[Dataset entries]
• • • • •

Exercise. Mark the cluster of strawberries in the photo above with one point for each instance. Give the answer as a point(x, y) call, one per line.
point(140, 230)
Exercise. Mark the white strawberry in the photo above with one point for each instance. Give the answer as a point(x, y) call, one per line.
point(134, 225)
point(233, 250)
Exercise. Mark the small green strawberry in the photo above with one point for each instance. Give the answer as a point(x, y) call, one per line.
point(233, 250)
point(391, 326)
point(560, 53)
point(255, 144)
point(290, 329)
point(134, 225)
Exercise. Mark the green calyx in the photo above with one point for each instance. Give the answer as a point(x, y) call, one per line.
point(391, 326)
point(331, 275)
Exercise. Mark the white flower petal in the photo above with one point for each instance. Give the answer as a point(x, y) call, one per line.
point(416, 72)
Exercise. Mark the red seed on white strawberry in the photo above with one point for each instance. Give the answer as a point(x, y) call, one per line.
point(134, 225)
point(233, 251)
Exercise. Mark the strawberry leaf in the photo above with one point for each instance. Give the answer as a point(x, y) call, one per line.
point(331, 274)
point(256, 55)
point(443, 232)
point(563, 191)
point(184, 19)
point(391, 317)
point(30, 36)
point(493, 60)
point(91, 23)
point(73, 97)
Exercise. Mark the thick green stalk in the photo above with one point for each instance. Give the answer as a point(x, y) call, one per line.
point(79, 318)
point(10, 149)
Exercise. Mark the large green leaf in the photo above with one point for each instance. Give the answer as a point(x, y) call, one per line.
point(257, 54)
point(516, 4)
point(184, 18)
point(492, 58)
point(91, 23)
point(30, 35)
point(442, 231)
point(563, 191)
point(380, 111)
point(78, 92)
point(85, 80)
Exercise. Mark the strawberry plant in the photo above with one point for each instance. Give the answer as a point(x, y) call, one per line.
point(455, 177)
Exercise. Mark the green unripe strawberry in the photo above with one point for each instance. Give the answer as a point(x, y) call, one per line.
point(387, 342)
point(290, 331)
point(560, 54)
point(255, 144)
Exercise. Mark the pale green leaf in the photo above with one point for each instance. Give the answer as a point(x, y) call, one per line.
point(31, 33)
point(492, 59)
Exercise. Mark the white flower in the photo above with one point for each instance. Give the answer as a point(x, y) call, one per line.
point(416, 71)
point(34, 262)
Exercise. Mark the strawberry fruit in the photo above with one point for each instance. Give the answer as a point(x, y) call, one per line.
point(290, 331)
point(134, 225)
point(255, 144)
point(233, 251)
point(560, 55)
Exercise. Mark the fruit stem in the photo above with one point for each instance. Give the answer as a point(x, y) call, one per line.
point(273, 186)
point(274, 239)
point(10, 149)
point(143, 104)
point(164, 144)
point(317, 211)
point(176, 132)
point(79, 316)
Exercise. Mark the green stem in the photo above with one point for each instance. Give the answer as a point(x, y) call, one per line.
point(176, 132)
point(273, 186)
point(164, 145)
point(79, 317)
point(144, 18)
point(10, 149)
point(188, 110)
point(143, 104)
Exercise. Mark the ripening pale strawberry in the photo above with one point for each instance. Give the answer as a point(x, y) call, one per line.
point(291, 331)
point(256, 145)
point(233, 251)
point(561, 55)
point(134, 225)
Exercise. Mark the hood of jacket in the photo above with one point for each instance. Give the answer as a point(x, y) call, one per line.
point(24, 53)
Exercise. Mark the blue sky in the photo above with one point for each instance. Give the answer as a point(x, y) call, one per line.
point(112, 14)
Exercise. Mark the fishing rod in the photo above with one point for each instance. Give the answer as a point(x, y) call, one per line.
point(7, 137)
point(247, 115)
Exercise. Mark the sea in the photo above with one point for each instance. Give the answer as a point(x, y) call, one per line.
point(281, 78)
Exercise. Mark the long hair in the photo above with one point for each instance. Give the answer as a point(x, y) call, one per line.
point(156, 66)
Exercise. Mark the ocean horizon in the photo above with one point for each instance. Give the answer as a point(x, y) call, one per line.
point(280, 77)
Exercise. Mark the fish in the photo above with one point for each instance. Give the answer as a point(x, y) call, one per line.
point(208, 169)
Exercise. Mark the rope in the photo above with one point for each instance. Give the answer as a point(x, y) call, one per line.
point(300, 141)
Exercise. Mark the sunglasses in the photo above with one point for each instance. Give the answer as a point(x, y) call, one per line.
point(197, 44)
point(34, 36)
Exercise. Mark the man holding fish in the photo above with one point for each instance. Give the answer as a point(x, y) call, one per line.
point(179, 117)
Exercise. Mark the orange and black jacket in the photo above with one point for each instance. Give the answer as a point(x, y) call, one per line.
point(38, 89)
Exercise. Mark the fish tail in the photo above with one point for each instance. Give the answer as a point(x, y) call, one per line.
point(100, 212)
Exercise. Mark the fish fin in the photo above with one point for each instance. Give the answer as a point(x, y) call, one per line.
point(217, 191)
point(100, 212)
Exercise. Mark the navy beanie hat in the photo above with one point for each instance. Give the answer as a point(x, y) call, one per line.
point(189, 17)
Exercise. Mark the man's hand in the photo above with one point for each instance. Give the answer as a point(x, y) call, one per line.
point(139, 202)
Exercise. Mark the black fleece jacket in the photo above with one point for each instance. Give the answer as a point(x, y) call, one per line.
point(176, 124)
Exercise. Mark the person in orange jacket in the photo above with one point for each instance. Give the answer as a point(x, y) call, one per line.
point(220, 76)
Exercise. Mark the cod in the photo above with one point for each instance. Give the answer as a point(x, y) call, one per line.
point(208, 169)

• • • • •

Each record is to be reproduced exactly as it appears.

Exercise. Mark the cluster of strawberries in the photo above with one point for each instance. Give the answer as a point(x, y) call, one per line.
point(140, 230)
Exercise. Mark the white strawberry in the photo above with one point for each instance. Give the answer as a point(x, y) call, one per line.
point(134, 225)
point(233, 250)
Exercise. Mark the small green strawberry in the photo above with one point for each instance. Give the answer as a point(x, y) call, one per line.
point(233, 250)
point(391, 326)
point(560, 53)
point(255, 144)
point(290, 329)
point(134, 225)
Exercise. Mark the green calyx in the photo above with one point for each instance. Give the answer as a point(x, y) call, one per line.
point(391, 326)
point(331, 275)
Exercise. Mark the white flower petal in the photo above with one point for each instance. Give the answer as a point(x, y) call, one per line.
point(416, 72)
Exercise. Mark the red seed on white strawberry in the photo above with one point for each instance. Give the answer as a point(x, y) call, one per line.
point(134, 225)
point(233, 251)
Exercise. Mark the strawberry leaf in the photo above with one point for each instance. Give the answer as a point(x, y) call, one per line.
point(331, 274)
point(256, 55)
point(443, 232)
point(563, 191)
point(184, 19)
point(391, 317)
point(30, 36)
point(493, 60)
point(91, 23)
point(73, 97)
Exercise. Mark the thick green stalk in the photo above with one point for each instance. Give the answer as a point(x, y) call, one per line.
point(79, 318)
point(10, 149)
Exercise. Mark the large green leaf in the photo above with one point for each instance. Give the answer as a point(x, y) call, one per line.
point(257, 54)
point(516, 4)
point(184, 18)
point(492, 58)
point(91, 23)
point(30, 35)
point(442, 231)
point(563, 191)
point(380, 111)
point(78, 92)
point(85, 80)
Exercise. Mark the strawberry plant in the photo above with one point for each instance. Give the answer as a point(x, y) call, one per line.
point(455, 177)
Exercise. Mark the green unripe strawberry in the photo above with one point for each instance. Give the answer as a point(x, y) call, one per line.
point(387, 342)
point(290, 331)
point(560, 54)
point(255, 144)
Exercise. Mark the pale green leaf in the photo above with one point for each instance. Give the answer as a point(x, y) call, one per line.
point(31, 33)
point(492, 59)
Exercise. Mark the white flower in the photo above with one point for each instance. Give the answer as a point(x, y) call, one per line.
point(416, 71)
point(34, 262)
Exercise. Mark the strawberry fruit in the photo above with one point for each instance. Give the answer as a point(x, y) call, one per line.
point(290, 331)
point(134, 225)
point(255, 144)
point(233, 251)
point(560, 55)
Exercise. Mark the fruit stem in the photo above with one point for each instance. Give the answer as a point(x, y) call, one per line.
point(273, 186)
point(274, 239)
point(10, 149)
point(143, 104)
point(164, 144)
point(317, 211)
point(176, 132)
point(79, 316)
Exercise. Mark the green stem in the photo above with one point for each instance. Give the answer as a point(x, y) call, one per line.
point(176, 132)
point(273, 186)
point(164, 145)
point(79, 317)
point(144, 18)
point(10, 149)
point(188, 110)
point(143, 104)
Exercise. Mark the ripening pale strawberry in the photo above with one point for each instance. Give the answer as a point(x, y) call, one per line.
point(291, 331)
point(256, 145)
point(233, 251)
point(561, 55)
point(134, 225)
Exercise. Mark the hood of jacket in the photo above with one point for each instance. Give the answer as a point(x, y) call, one per line.
point(24, 53)
Exercise. Mark the blue sky in the photo above with one point for each instance. Give the answer as a point(x, y) call, one per line.
point(112, 14)
Exercise. Mark the fishing rod in the photo above with one point for each instance. Give the answer as a point(x, y) call, one per line.
point(7, 137)
point(247, 115)
Exercise. Mark the sea in the photo above with one point for each instance. Give the answer as a point(x, y) call, one per line.
point(281, 78)
Exercise. Mark the long hair in the photo above with one point for each instance. Give the answer as a point(x, y) call, one per line.
point(156, 66)
Exercise. Mark the ocean horizon in the photo above with one point for each instance. Give the answer as a point(x, y) call, one per line.
point(280, 77)
Exercise. Mark the fish in the photo above with one point for each instance. Give the answer as a point(x, y) call, one per line.
point(208, 169)
Exercise. Mark the rope in the photo above with one point for each instance. Give the answer as a point(x, y) call, one per line.
point(300, 141)
Exercise. Mark the sunglasses in the photo above with one point for each instance. Give the answer as a point(x, y) call, one per line.
point(197, 44)
point(34, 36)
Exercise. Mark the man holding fish in the photo above with one point for each instance. Give the answer as a point(x, y) call, one per line.
point(179, 117)
Exercise. Mark the orange and black jacket in the photo above with one point for each instance. Give the answer as a point(x, y) call, one per line.
point(38, 89)
Exercise. Mark the fish tail in the photo above with one point for each instance. Give the answer as a point(x, y) call, one per line.
point(100, 212)
Exercise. Mark the fish fin in the photo above with one point for each instance. Give the answer as a point(x, y) call, one per line.
point(217, 191)
point(100, 212)
Exercise. Mark the navy beanie hat in the photo above with one point for each instance. Give the answer as a point(x, y) call, one per line.
point(189, 17)
Exercise. Mark the man's hand in the photo above with one point for each instance. Give the answer as a point(x, y) call, one per line.
point(139, 202)
Exercise. Mark the black fleece jacket in the photo above with one point for each instance. Give the answer as a point(x, y) call, one per line.
point(176, 124)
Exercise. Mark the person in orange jacket in the photo above with one point for each instance. Give the answer as a point(x, y) call, one per line.
point(220, 76)
Exercise. Mark the cod in the photo above with one point for each instance. Give the answer as a point(x, y) call, one per line.
point(208, 169)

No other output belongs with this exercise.